WORK TO COMPLETE: Please number the entries in the stretch that opens with the line containing "Mark golden french fry." and closes with the line containing "[144,85,338,247]", both of those lines included and blank lines dropped. Omit the pictures from your list.

───── EXERCISE INPUT ─────

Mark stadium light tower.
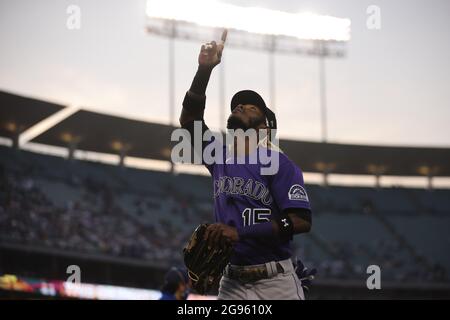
[146,0,351,141]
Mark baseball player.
[180,30,311,300]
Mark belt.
[225,262,284,283]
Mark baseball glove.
[183,224,233,294]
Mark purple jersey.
[206,146,311,265]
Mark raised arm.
[180,30,227,127]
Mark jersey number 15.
[242,208,271,227]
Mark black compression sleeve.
[189,66,212,95]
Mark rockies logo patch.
[288,184,309,201]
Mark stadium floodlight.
[146,0,351,41]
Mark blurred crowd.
[0,165,200,263]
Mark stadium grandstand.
[0,92,450,298]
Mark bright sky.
[0,0,450,147]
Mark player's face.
[227,104,265,130]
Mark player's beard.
[227,114,265,131]
[227,114,249,131]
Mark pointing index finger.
[220,29,228,45]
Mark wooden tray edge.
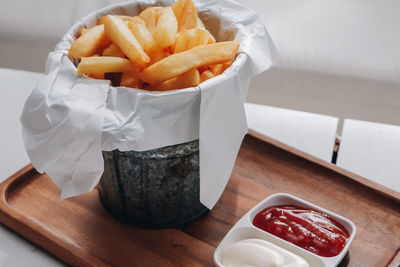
[0,164,110,266]
[248,129,400,202]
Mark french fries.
[68,25,111,58]
[103,43,125,57]
[103,15,150,66]
[139,7,161,35]
[148,69,200,91]
[154,7,178,48]
[174,28,215,53]
[128,17,156,53]
[69,0,239,91]
[139,41,239,84]
[176,0,198,31]
[77,57,135,74]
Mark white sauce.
[221,239,310,267]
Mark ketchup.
[253,205,350,257]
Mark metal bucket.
[99,140,208,228]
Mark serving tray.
[0,136,400,267]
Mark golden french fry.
[200,70,214,83]
[128,17,156,53]
[97,15,132,25]
[120,72,143,89]
[187,28,212,49]
[174,28,215,53]
[77,57,136,74]
[103,43,125,57]
[174,30,192,53]
[104,15,150,66]
[149,47,170,66]
[172,0,186,19]
[197,17,206,30]
[79,28,88,36]
[148,69,200,91]
[139,7,162,35]
[154,7,178,48]
[68,25,111,58]
[139,41,239,84]
[178,0,198,31]
[174,28,213,53]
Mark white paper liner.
[21,0,276,209]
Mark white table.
[337,119,400,192]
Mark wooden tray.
[0,136,400,267]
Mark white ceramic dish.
[214,193,356,267]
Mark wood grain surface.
[0,136,400,267]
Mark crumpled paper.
[21,0,276,209]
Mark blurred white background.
[0,0,400,132]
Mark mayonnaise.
[221,239,310,267]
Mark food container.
[214,193,356,267]
[99,140,208,228]
[21,0,276,231]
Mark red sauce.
[253,205,350,257]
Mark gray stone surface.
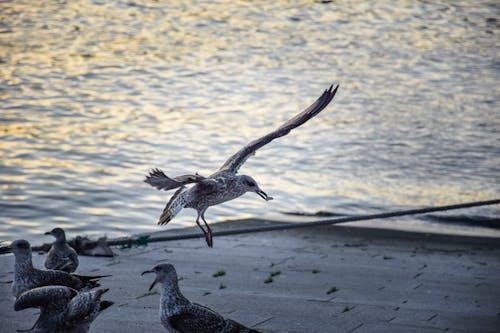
[0,220,500,333]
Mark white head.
[9,239,31,258]
[141,264,177,291]
[238,175,273,201]
[45,228,66,242]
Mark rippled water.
[0,0,500,243]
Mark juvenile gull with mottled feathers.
[45,228,78,273]
[14,286,113,333]
[9,239,110,297]
[142,264,259,333]
[144,85,338,247]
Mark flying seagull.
[45,228,78,273]
[14,286,113,333]
[144,85,339,247]
[142,264,259,333]
[9,239,110,298]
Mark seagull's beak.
[141,271,158,291]
[255,188,273,201]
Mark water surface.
[0,0,500,243]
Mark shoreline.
[0,219,500,333]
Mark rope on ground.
[107,199,500,246]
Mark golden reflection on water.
[0,0,500,241]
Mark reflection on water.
[0,0,500,241]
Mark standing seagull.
[144,85,339,247]
[14,286,113,333]
[142,264,259,333]
[45,228,78,273]
[9,239,110,298]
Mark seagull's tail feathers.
[224,319,261,333]
[71,274,111,290]
[158,186,188,225]
[99,300,115,312]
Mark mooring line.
[0,199,500,254]
[103,199,500,245]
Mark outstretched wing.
[144,169,205,191]
[219,85,339,172]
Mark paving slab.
[0,220,500,333]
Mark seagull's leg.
[196,212,210,246]
[201,211,214,247]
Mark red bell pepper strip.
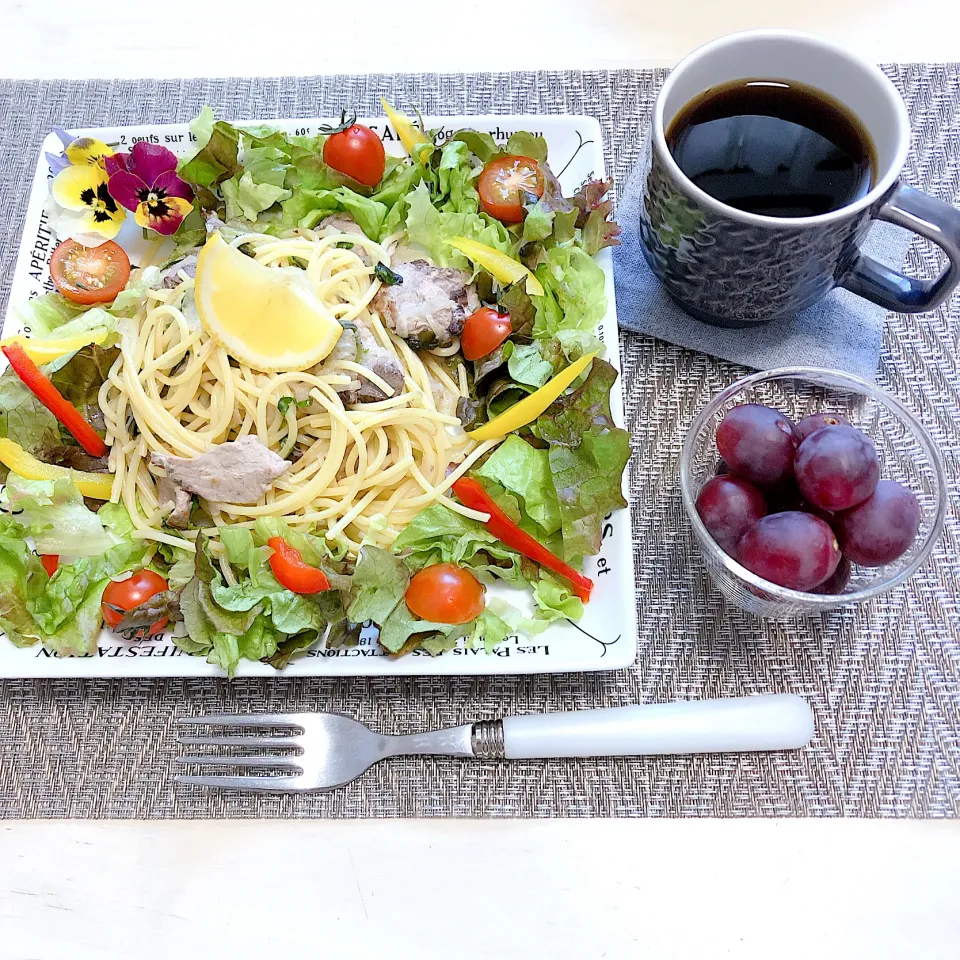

─────

EXERCISE OUTPUT:
1. Mark golden french fry.
2. [200,70,214,83]
3. [128,17,156,53]
4. [97,15,132,25]
5. [120,72,143,89]
6. [187,28,212,49]
7. [174,28,215,53]
8. [77,57,136,74]
9. [103,43,125,57]
10. [174,30,192,53]
11. [104,15,150,66]
12. [149,47,170,66]
13. [172,0,186,19]
14. [197,17,206,30]
15. [79,28,88,36]
16. [148,69,200,91]
17. [139,7,162,35]
18. [154,7,178,48]
19. [68,25,111,58]
20. [139,41,239,84]
21. [178,0,198,31]
22. [174,28,213,53]
23. Mark white paper liner.
24. [21,0,276,209]
25. Mark white table.
26. [337,119,400,192]
27. Mark wooden tray.
28. [0,136,400,267]
29. Mark white ceramic dish.
30. [214,193,356,267]
31. Mark wood grain surface.
32. [0,136,400,267]
33. Mark crumpled paper.
34. [21,0,276,209]
35. Mark blurred white background.
36. [0,0,400,132]
37. Mark mayonnaise.
38. [221,239,310,267]
39. Mark food container.
40. [214,193,356,267]
41. [99,140,208,228]
42. [21,0,276,231]
43. Mark red sauce.
44. [253,205,350,257]
45. Mark gray stone surface.
46. [0,220,500,333]
47. Mark white head.
48. [9,239,31,258]
49. [141,264,177,291]
50. [238,175,273,201]
51. [45,228,66,242]
52. Mark rippled water.
53. [0,0,500,243]
54. Mark juvenile gull with mottled feathers.
55. [45,228,78,273]
56. [14,286,113,333]
57. [9,239,110,297]
58. [142,264,259,333]
59. [144,85,338,247]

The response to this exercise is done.